WORK TO COMPLETE
Reproduce the listing below word for word, keeping every line as it stands.

MATERIAL PROVIDED
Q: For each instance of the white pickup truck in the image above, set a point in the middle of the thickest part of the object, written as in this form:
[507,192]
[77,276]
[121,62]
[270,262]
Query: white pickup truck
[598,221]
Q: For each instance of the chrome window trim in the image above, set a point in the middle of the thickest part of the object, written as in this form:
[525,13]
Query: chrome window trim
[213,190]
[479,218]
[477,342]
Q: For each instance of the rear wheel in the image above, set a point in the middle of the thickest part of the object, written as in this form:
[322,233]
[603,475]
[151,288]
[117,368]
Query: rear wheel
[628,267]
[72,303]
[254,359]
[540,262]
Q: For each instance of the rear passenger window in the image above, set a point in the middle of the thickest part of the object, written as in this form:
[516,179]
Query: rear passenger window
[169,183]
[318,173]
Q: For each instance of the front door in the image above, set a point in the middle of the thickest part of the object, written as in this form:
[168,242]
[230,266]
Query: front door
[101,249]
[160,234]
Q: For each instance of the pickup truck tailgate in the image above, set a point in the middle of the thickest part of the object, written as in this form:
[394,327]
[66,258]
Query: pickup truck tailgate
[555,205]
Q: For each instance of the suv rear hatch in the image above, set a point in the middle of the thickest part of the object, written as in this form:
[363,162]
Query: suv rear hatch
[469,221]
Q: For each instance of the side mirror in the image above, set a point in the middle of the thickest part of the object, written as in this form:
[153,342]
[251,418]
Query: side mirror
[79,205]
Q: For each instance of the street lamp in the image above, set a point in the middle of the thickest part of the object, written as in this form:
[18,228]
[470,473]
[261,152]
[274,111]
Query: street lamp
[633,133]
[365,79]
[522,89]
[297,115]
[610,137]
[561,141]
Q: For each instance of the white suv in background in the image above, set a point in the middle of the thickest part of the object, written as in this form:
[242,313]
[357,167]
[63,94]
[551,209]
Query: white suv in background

ANSWER
Q: For each instance of the white pickup truck in the image above, set a point in the middle of the thickest part of the object, written as in this form:
[507,192]
[77,276]
[121,62]
[270,262]
Query: white pickup truck
[598,221]
Q: For each instance of the chrome window trim in the image above, set a point in the middle of the thickest part of the object, written as in this form:
[525,13]
Query: chrome window trim
[213,190]
[479,218]
[477,342]
Q: For each instance of the rear wheel in the image above, set a point in the middle of the thickest part of the object, written as in this form:
[322,233]
[603,475]
[151,288]
[117,368]
Query: rear wheel
[628,267]
[72,303]
[254,359]
[540,262]
Q: For each instance of the rear passenger window in the image above, set a point in the middle of the thickest part of the object, written as in this form:
[516,179]
Query: rear passenger window
[169,183]
[318,173]
Q: For each instance of the front door in the image above, set a point in the middle of the thickest part of the object, written as in this form:
[168,242]
[230,266]
Query: front door
[101,249]
[160,234]
Q: For each instance of the pickup truck tailgate in the image above, set a point in the middle of the thickest part of the object, written as in this form:
[394,327]
[66,258]
Query: pickup truck tailgate
[555,205]
Q: For each instance of the suv rear hatch in the image above, set a point in the middle of the thickest part of the object, written as in this form:
[363,162]
Query: suv rear hatch
[469,221]
Q: For each instance of the side mirror in the image above, set a point in the middle of the thickest part of the object, written as in this form:
[153,342]
[251,418]
Query: side mirror
[79,205]
Q: For each instance of the street lamp in the image above, set a point in the middle of the thickest part of the object, written as in this form:
[18,228]
[470,473]
[261,152]
[274,111]
Query: street lamp
[633,133]
[365,79]
[522,89]
[297,115]
[610,137]
[561,141]
Q: For each instance of the white suv in background in the image above, set a point in the middle of the thickest part of the object, written as in this form:
[242,313]
[357,167]
[63,94]
[551,209]
Query: white suv in background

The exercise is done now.